**What this task involves**
Reproduce the material below verbatim from the line containing "# test: pointer emits one marker per instance of the asphalt" to the line containing "x=130 y=128", including both of those lines.

**Information supplied**
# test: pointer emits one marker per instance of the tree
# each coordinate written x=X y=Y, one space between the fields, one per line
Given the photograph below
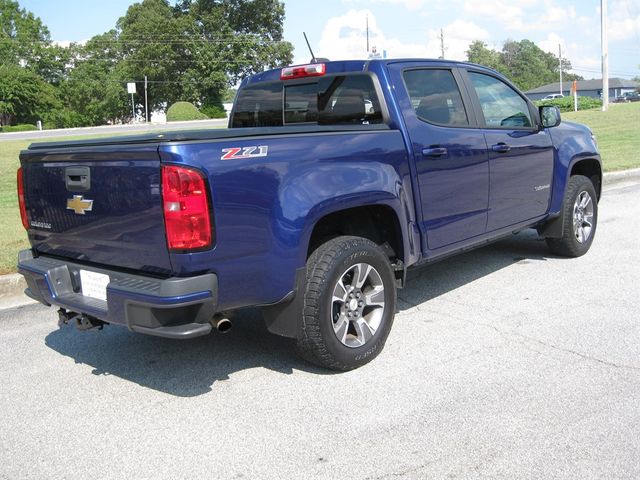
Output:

==

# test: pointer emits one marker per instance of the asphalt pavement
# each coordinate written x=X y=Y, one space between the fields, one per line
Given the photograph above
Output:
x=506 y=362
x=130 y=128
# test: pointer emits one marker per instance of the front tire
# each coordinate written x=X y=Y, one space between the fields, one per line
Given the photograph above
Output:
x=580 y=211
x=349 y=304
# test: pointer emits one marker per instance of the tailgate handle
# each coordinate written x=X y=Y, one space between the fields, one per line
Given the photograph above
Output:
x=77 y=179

**The result**
# test: pointer emits one marker per instance of the asphalt pavement
# each coordinate written x=X y=Y, one space between the fields, one per line
Given the photograph above
Output:
x=506 y=362
x=130 y=128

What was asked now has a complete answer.